Photo-based point labeling data:
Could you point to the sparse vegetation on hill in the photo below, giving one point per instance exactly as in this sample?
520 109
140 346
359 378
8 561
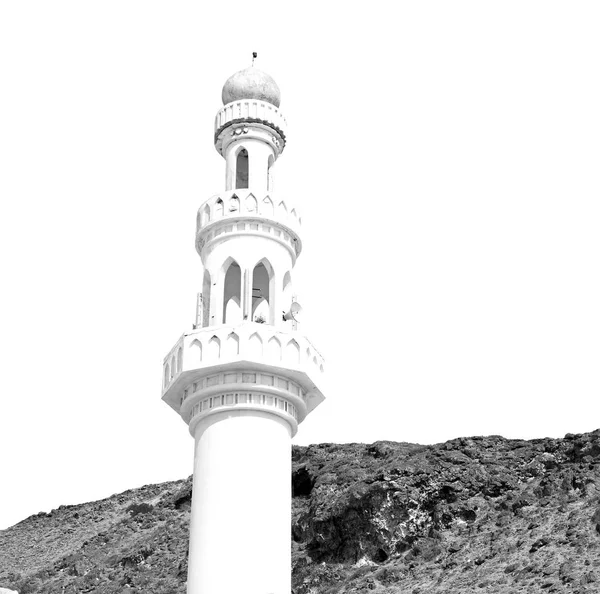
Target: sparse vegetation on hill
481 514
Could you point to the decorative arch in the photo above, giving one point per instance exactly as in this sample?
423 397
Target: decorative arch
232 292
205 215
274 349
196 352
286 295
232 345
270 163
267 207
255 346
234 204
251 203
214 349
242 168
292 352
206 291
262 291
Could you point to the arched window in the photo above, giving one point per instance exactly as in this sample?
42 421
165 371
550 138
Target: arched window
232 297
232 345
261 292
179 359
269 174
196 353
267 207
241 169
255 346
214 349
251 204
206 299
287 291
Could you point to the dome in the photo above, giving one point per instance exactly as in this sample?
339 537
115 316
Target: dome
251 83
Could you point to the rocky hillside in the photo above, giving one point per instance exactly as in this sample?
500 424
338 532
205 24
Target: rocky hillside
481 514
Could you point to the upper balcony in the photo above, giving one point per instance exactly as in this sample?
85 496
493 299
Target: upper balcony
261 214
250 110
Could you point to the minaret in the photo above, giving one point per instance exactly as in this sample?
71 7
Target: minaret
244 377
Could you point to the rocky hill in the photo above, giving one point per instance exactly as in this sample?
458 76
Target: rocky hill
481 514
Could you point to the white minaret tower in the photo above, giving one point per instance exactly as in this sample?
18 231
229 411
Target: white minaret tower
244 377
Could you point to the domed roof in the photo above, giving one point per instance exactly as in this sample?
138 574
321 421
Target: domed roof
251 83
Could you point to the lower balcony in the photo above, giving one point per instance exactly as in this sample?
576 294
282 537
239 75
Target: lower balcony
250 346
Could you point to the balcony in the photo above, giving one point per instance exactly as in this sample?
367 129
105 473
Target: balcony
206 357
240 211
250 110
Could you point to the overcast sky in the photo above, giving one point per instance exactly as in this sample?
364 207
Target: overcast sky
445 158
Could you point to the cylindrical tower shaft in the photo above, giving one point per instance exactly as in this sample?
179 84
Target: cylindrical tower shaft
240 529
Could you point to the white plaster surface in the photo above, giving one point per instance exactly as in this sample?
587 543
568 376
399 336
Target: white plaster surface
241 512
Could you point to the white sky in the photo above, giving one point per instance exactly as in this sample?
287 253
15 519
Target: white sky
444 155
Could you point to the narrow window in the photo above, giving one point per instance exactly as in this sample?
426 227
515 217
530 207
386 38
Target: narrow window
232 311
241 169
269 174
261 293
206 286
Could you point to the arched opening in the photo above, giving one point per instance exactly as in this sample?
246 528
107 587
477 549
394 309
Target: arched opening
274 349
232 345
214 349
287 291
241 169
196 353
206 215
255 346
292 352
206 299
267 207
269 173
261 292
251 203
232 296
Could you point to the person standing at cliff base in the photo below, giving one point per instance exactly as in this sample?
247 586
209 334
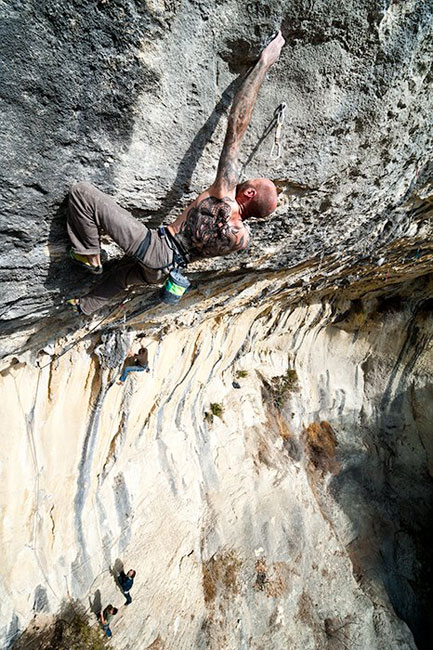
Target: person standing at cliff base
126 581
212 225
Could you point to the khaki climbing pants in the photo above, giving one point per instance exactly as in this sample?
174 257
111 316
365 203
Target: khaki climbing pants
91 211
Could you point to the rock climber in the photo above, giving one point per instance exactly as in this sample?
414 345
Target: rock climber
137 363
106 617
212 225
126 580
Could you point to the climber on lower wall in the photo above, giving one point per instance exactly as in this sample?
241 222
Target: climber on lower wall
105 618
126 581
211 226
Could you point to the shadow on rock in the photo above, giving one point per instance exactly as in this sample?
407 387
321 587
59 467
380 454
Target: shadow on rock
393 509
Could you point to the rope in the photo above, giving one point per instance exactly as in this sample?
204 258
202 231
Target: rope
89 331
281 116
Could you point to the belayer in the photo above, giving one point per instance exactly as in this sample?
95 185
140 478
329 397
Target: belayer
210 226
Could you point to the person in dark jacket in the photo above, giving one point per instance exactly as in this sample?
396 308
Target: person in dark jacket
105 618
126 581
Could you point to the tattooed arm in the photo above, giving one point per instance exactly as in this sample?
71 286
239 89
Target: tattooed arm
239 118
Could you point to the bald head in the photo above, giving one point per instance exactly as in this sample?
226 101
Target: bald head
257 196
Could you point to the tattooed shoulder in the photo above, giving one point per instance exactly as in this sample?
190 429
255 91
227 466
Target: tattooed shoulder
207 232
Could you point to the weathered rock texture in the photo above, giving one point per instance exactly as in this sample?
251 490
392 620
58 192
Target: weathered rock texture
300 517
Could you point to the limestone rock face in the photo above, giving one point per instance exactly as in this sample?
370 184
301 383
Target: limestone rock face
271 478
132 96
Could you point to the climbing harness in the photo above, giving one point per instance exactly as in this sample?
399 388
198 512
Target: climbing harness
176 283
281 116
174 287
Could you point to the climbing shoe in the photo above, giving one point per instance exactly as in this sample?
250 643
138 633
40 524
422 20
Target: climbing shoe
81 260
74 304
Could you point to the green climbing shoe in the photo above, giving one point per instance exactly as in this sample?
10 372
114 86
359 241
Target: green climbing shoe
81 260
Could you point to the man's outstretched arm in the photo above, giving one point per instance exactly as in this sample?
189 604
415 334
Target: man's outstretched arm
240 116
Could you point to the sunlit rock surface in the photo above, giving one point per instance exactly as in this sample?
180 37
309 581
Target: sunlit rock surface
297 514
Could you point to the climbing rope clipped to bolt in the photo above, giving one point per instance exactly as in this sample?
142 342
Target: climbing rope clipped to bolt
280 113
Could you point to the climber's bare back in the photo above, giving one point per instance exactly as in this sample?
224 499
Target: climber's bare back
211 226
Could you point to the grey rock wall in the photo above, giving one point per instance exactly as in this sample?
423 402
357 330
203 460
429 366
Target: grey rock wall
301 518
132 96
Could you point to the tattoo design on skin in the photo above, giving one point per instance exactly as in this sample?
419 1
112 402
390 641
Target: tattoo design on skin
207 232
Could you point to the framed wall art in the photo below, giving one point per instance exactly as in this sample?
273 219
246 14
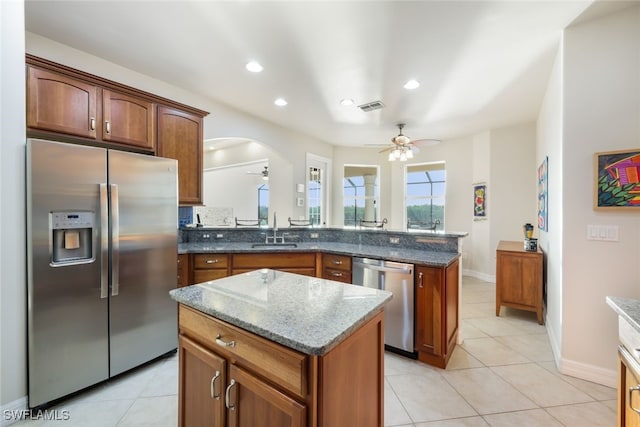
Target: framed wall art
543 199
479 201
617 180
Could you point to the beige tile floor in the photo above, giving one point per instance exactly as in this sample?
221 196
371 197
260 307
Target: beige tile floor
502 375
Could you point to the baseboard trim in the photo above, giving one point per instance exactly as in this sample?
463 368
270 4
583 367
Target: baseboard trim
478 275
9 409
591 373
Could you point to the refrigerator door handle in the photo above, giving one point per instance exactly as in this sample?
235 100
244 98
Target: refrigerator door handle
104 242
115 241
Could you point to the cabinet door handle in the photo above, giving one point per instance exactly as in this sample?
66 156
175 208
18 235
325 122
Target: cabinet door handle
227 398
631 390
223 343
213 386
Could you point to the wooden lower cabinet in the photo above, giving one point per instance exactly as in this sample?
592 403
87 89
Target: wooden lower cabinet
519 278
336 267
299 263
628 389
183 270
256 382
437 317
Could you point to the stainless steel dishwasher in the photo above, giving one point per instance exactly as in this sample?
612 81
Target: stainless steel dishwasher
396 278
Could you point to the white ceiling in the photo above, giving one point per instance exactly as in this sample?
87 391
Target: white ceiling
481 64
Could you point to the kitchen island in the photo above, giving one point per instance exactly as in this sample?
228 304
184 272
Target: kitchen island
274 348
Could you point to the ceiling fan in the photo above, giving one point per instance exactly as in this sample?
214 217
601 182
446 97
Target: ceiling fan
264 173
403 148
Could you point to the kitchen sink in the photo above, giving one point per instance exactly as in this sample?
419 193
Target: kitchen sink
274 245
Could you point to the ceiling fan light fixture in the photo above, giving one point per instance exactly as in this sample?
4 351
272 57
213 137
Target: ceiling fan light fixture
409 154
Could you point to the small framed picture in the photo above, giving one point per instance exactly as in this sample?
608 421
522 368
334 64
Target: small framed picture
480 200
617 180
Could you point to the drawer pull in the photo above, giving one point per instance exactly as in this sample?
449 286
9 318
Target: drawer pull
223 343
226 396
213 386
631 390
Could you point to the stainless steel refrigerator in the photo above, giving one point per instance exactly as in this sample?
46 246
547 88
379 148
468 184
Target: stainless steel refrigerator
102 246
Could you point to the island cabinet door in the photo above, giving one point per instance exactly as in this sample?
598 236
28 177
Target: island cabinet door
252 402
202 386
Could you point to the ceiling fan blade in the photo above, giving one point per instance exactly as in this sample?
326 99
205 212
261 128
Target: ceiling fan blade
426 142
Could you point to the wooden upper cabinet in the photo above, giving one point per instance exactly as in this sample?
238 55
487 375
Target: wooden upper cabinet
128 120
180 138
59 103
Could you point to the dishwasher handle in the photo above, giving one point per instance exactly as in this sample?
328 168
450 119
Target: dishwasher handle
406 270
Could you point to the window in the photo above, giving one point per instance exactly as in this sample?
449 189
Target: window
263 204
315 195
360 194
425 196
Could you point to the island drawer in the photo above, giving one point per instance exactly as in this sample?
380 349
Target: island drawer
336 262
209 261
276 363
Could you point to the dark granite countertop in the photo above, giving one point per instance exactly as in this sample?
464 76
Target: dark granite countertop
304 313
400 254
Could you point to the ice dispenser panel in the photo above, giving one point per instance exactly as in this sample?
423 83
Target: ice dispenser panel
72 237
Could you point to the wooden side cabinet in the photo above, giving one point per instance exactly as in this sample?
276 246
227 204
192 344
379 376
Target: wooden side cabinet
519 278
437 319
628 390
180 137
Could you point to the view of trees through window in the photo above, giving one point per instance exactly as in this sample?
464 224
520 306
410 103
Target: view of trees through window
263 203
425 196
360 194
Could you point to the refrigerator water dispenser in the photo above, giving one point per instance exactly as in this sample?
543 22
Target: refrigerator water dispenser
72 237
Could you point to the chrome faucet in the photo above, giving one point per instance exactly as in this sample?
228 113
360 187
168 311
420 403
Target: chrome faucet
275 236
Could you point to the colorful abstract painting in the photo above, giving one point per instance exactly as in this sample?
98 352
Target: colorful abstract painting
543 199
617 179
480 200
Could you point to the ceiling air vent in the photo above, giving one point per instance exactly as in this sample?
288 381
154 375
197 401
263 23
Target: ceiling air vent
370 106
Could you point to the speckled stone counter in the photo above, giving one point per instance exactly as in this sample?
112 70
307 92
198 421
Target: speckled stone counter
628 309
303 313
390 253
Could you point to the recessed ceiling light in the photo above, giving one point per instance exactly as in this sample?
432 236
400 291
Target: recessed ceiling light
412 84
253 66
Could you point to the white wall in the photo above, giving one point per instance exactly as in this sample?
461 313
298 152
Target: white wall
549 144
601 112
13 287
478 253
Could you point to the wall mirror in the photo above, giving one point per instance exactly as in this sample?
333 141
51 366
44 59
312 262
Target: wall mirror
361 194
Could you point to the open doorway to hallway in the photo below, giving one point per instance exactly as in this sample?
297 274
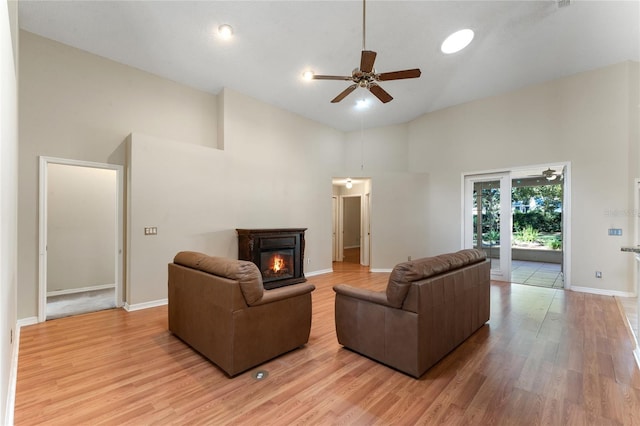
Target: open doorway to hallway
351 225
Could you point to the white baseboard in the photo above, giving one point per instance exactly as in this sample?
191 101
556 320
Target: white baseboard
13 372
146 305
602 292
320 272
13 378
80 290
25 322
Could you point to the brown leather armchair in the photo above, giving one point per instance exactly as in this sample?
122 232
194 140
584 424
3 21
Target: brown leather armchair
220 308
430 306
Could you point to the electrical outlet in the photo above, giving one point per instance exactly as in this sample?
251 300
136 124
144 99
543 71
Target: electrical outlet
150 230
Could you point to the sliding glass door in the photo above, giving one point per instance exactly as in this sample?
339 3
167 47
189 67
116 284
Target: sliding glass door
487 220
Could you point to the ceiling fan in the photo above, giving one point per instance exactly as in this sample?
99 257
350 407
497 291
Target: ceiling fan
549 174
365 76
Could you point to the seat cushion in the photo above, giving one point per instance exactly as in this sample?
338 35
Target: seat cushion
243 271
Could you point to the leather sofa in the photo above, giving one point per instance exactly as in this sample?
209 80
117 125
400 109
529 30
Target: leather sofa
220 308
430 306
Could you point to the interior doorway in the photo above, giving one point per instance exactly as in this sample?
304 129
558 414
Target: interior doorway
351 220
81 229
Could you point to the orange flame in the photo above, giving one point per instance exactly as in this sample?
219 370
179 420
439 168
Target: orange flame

# TO BE DONE
Everything from the line containing "Could you point to the sliding" to the end of the records must be written out exactly; include both of those lines and no others.

# SOLUTION
Could you point to the sliding glass door in the photo above, giving one point per instance exactly as in this sample?
339 3
167 47
189 67
116 284
Target: sliding glass door
487 220
Could you point to the ceiling fan in the photo above, giving one point per instance exactly as in this sample?
99 257
350 407
497 291
Target: ceiling fan
549 174
365 76
Could you point to the seat cushion in the photo above, giving one point per instance exactly as in this sample?
338 35
Target: seat cushion
243 271
Could you point to the leather sofa in the photo above, giving one point per instance exactly as in this sample?
209 80
117 125
400 109
529 30
Target: leather sofa
220 308
430 306
Could you point to the interior doorway in the photo above, giving one point per instance exactly as in this sample?
304 129
558 414
Target: interior doorway
351 220
81 229
Could you point to the orange flame in the photo above, giving one point per instance exactly as in this sample?
219 370
179 420
439 168
Target: orange flame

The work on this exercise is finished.